# WRITTEN PROBLEM 1
In the forum thread below, which button on the Advanced tab should be clicked to reach the PATH setting?

# PAGE EXCERPT
Help running BeautifulSoup script

6,596

Expert 4TB

Hi,
I'm very new to Python. Basically all I want to do is run this scipt. But I don't know how to.

My OS is MS Widows XP
Any help is much appreciated.

P.S. I have already installed BeautifulSoup

You'll need to add the Python directory to your PATH environment variable. After that, I'd say de-compress the backup_fotopic.tar.gz file into a folder. Start a DOS shell and cd to that folder and type

backup_fotopic.py

Assuming that Python is installed correctly (.py files have the python icon) the script will run.

Aug 23 '07 #2

You'll need to add the Python directory to your PATH environment variable.

How do I do this?

Thanks

Aug 23 '07 #3

6,596

Expert 4TB

You'll need to add the Python directory to your PATH environment variable.

Right-click My Computer, go to Properties. On the Advanced tab, click the Environment Variables button. In the "User variables for <your name>" list, find the one called PATH. Select it and click the Edit button. Add some like

C:\python24;

(depending on the actual path and version of your python installation)
to the beginning or the line (yours may not have anything in it yet).

Aug 23 '07 #4

Got the PATH variable set, thanks.

When I run the script I get:

Expand|Select|Wrap|Line Numbers

 Traceback (most recent call last):

  File "C:/Python25/backup_fotopic", line 30, in <module>

    title = image_soup.first('title').contents[0]

AttributeError: 'NoneType' object has no attribute 'contents'

How do I fix this?

Thank you for your continued support.

Aug 24 '07 #5

6,596

Expert 4TB

Got the PATH variable set, thanks.

When I run the script I get:

Expand|Select|Wrap|Line Numbers

Traceback (most recent call last):

File "C:/Python25/backup_fotopic", line 30, in <module>

title = image_soup.first('title').contents[0]

AttributeError: 'NoneType' object has no attribute 'contents'

How do I fix this?

Thank you for your continued support.

This is telling you that the result of

Expand|Select|Wrap|Line Numbers

image_soup.first('title')

is None.

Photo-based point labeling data
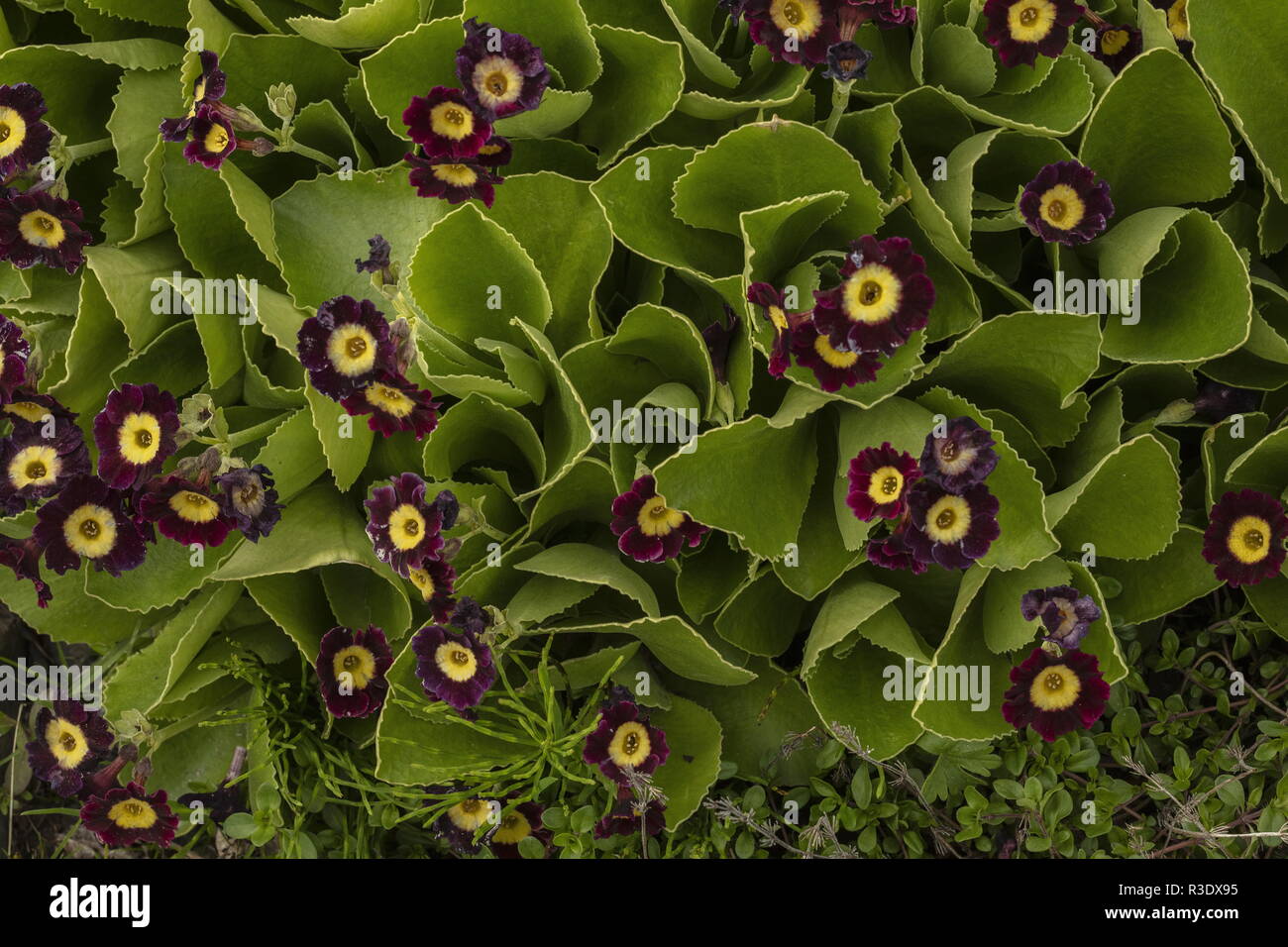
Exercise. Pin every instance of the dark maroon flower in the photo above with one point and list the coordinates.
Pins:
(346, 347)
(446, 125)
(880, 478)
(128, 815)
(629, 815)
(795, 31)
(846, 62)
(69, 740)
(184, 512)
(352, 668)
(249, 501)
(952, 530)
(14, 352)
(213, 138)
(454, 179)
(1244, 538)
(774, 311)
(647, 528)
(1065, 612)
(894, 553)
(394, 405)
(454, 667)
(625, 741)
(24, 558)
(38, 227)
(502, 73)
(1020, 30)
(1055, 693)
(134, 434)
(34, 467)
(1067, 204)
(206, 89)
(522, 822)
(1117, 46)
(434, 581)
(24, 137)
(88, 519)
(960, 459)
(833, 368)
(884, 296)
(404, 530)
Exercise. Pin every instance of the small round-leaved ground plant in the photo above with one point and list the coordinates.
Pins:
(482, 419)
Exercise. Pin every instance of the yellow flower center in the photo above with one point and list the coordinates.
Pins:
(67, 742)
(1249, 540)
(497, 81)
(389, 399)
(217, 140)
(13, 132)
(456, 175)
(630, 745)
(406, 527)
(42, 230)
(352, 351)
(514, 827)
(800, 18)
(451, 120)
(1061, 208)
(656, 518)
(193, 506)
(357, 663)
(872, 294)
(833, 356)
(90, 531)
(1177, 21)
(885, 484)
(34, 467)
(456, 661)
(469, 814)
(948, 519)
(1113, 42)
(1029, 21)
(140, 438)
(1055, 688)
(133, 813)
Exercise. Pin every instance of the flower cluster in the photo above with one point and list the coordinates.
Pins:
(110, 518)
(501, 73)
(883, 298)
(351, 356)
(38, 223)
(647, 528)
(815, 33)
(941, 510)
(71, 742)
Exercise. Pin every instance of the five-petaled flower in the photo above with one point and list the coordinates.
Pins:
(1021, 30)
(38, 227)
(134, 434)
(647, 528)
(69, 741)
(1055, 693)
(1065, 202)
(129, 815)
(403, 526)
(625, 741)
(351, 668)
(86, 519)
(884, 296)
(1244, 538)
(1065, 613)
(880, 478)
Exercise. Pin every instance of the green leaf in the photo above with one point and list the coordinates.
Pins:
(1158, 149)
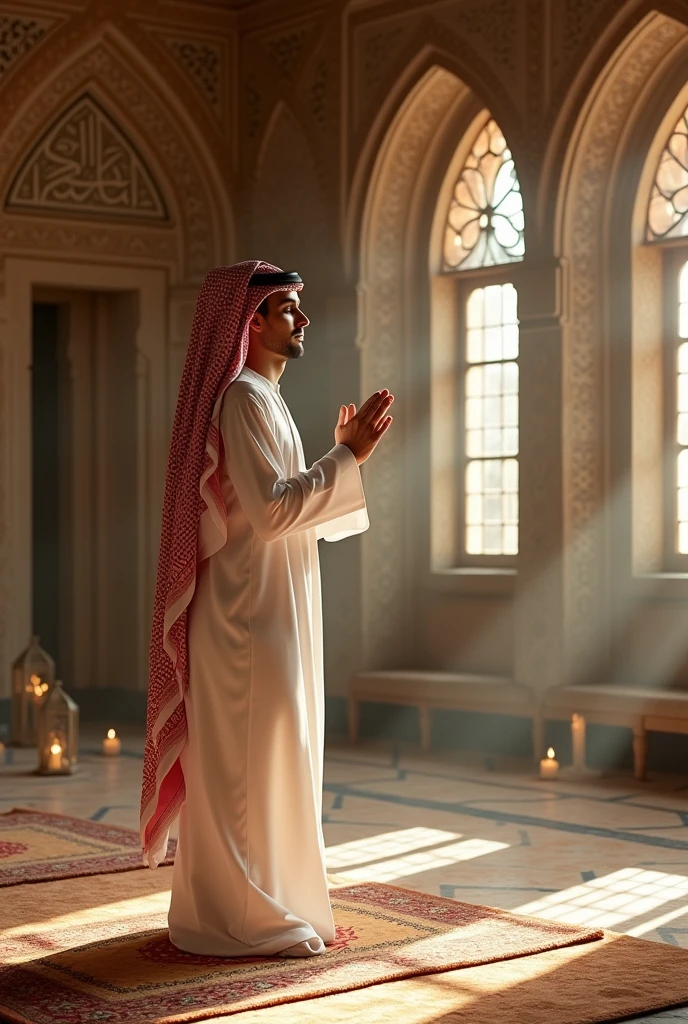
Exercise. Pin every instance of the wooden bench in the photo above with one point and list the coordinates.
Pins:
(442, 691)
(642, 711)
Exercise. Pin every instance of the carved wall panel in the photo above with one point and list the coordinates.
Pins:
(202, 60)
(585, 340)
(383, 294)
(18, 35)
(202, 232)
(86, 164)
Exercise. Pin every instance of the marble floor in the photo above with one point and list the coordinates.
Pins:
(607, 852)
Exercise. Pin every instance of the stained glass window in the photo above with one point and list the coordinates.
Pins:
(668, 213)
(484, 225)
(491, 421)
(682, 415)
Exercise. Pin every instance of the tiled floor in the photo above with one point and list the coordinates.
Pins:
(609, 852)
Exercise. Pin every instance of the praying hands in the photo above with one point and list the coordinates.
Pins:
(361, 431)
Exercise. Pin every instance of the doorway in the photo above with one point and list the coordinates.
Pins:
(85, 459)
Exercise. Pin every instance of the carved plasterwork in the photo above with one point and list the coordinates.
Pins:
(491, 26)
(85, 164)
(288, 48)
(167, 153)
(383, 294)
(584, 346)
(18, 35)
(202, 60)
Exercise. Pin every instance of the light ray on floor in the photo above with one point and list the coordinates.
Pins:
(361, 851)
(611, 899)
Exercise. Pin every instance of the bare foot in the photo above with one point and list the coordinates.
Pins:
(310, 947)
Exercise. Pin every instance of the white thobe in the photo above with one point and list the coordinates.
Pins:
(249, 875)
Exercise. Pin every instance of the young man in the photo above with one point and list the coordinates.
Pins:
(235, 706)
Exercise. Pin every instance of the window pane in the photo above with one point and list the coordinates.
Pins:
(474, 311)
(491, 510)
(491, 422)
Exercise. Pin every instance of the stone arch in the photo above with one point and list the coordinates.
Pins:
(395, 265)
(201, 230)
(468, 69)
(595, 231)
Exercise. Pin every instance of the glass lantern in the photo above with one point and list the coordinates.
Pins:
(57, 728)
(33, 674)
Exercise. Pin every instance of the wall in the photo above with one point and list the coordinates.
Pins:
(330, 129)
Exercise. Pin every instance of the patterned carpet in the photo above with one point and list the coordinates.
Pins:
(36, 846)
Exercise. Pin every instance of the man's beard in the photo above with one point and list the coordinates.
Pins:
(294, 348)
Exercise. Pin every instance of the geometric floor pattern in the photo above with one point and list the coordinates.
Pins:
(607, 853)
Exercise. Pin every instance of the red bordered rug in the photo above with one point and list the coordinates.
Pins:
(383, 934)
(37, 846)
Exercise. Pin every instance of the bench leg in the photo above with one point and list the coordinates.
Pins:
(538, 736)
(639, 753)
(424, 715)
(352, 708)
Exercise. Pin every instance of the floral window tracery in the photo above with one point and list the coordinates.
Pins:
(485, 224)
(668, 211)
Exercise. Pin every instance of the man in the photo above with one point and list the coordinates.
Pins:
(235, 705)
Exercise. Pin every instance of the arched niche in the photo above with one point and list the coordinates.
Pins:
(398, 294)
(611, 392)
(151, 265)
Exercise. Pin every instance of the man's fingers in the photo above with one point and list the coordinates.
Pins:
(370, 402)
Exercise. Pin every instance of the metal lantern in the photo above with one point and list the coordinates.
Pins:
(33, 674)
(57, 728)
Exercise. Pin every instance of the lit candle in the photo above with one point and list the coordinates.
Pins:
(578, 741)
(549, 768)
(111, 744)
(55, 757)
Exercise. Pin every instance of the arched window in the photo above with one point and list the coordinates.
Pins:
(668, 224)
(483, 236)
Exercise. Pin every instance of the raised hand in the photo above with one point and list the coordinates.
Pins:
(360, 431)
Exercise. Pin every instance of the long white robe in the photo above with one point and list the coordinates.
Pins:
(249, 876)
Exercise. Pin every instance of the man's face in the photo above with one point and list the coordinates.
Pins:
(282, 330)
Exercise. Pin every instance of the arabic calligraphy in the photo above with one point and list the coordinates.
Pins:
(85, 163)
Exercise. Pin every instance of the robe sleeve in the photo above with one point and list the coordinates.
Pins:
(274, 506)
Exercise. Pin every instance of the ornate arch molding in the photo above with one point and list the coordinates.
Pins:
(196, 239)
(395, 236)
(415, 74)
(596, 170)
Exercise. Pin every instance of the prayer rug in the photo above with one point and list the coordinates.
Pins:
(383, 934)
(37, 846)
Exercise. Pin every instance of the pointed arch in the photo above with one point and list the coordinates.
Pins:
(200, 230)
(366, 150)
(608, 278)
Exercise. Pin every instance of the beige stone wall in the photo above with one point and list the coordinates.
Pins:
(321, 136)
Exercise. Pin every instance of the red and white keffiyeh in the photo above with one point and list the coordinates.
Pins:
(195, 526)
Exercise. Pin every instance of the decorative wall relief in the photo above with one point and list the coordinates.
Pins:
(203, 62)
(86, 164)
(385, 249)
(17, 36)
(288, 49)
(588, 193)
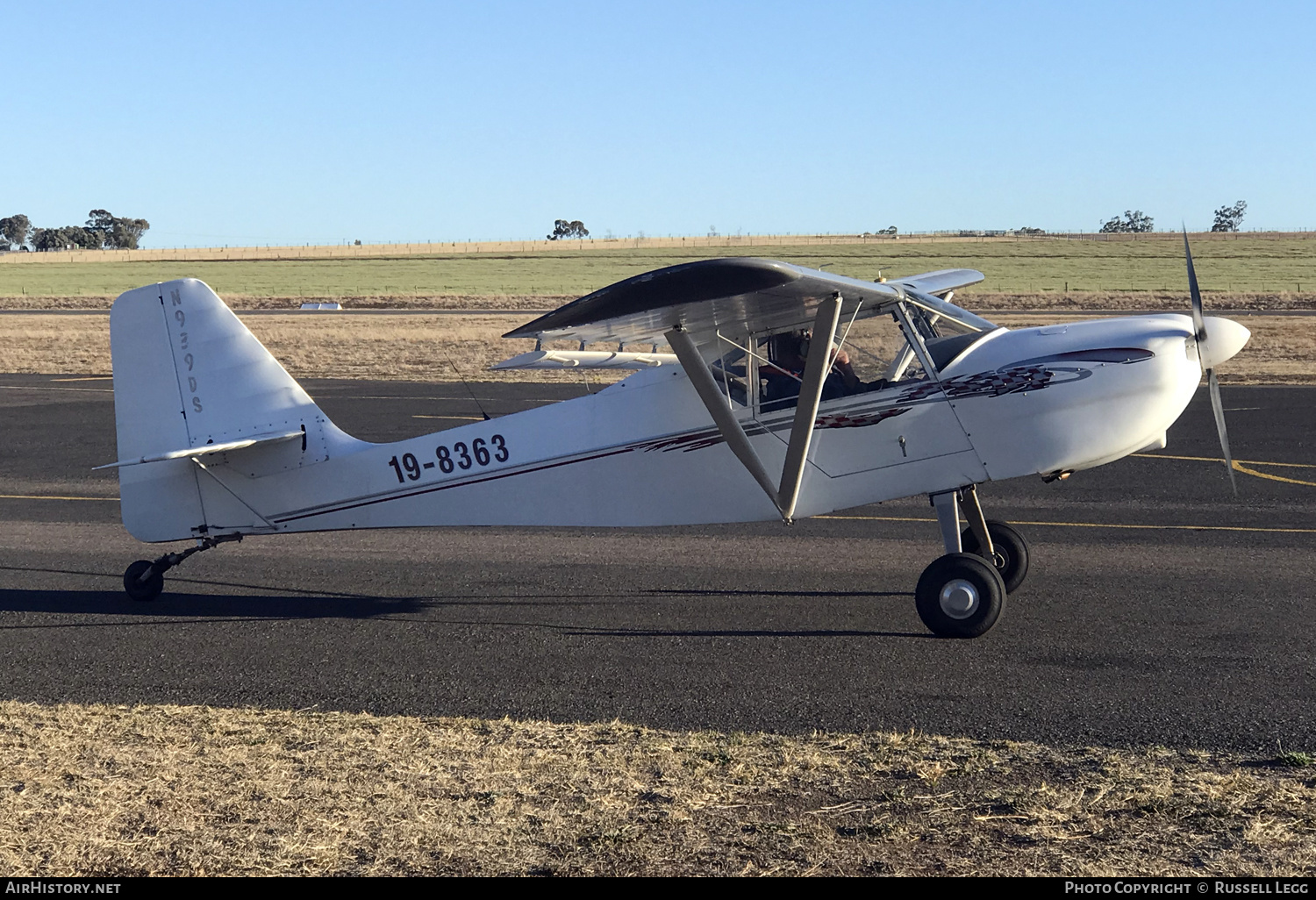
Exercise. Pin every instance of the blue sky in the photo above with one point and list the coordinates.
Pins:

# WRITTEN PROBLEM 2
Please turn the labeling entries above, from their first line up to and including the line containing "(1158, 149)", into a Markdown table with the columns n and Line, with one numbered row per line and blank lines skipped. Leave the pictures out.

# WORKED SOLUTION 1
The Environment Variables button.

# WORKED SOLUTION 2
| n | Line |
|---|---|
| 1 | Exercise. Pin every instance of the dark maroon flower in the photo above with one point and list the coordinates. |
| 2 | Pins: |
| 3 | (346, 347) |
| 4 | (446, 125) |
| 5 | (880, 478) |
| 6 | (128, 815) |
| 7 | (629, 815) |
| 8 | (795, 31) |
| 9 | (846, 62) |
| 10 | (69, 740) |
| 11 | (184, 512) |
| 12 | (352, 668) |
| 13 | (249, 501) |
| 14 | (952, 530) |
| 15 | (14, 352) |
| 16 | (213, 138) |
| 17 | (454, 179) |
| 18 | (1244, 538) |
| 19 | (774, 311) |
| 20 | (647, 528) |
| 21 | (1065, 612) |
| 22 | (894, 553) |
| 23 | (394, 405) |
| 24 | (454, 667) |
| 25 | (625, 741) |
| 26 | (24, 558) |
| 27 | (38, 227) |
| 28 | (502, 73) |
| 29 | (1020, 30) |
| 30 | (1055, 693) |
| 31 | (134, 434) |
| 32 | (34, 467) |
| 33 | (1067, 204) |
| 34 | (206, 89) |
| 35 | (522, 822) |
| 36 | (1117, 46) |
| 37 | (434, 581) |
| 38 | (24, 137) |
| 39 | (88, 519) |
| 40 | (960, 459) |
| 41 | (833, 368) |
| 42 | (884, 296) |
| 43 | (404, 530) |
| 44 | Exercise. Pin every instance of the small round-leaved ground plant in the photo above with one point and list the coordinates. |
| 45 | Pins: |
| 46 | (482, 419) |
| 47 | Exercise. Pin every instance of the yellow flower center in the photo above with one point and list the coordinates. |
| 48 | Pins: |
| 49 | (67, 742) |
| 50 | (1249, 540) |
| 51 | (497, 81) |
| 52 | (389, 399) |
| 53 | (217, 140) |
| 54 | (13, 132) |
| 55 | (456, 175) |
| 56 | (630, 745) |
| 57 | (406, 527) |
| 58 | (42, 230) |
| 59 | (352, 351) |
| 60 | (514, 827) |
| 61 | (800, 18) |
| 62 | (451, 120) |
| 63 | (1061, 208) |
| 64 | (656, 518) |
| 65 | (193, 506) |
| 66 | (357, 663) |
| 67 | (872, 294) |
| 68 | (833, 356) |
| 69 | (90, 531) |
| 70 | (1177, 21) |
| 71 | (885, 484) |
| 72 | (34, 467) |
| 73 | (456, 661) |
| 74 | (469, 814) |
| 75 | (948, 519) |
| 76 | (1113, 42) |
| 77 | (1029, 21) |
| 78 | (140, 438) |
| 79 | (1055, 688) |
| 80 | (133, 813) |
| 81 | Exercise. Pin every instance of the flower cluster in the photo above with one point and list the coordinates. |
| 82 | Pins: |
| 83 | (110, 518) |
| 84 | (501, 73) |
| 85 | (883, 298) |
| 86 | (351, 356) |
| 87 | (38, 223) |
| 88 | (647, 528) |
| 89 | (815, 33) |
| 90 | (941, 510) |
| 91 | (71, 742) |
| 92 | Exercise. Pin every instance of the five-petaled flower in the photo above with one point and list the coordinates. |
| 93 | Pins: |
| 94 | (1021, 30) |
| 95 | (38, 227) |
| 96 | (134, 434) |
| 97 | (647, 528) |
| 98 | (69, 741) |
| 99 | (1055, 693) |
| 100 | (1065, 202) |
| 101 | (129, 815) |
| 102 | (403, 526) |
| 103 | (625, 741) |
| 104 | (351, 668) |
| 105 | (86, 519) |
| 106 | (884, 296) |
| 107 | (1244, 538) |
| 108 | (1065, 613) |
| 109 | (880, 478) |
| 110 | Exercise. Pin every instance of the green leaf in the photo above with one point and list the coordinates. |
| 111 | Pins: |
| 112 | (1158, 149) |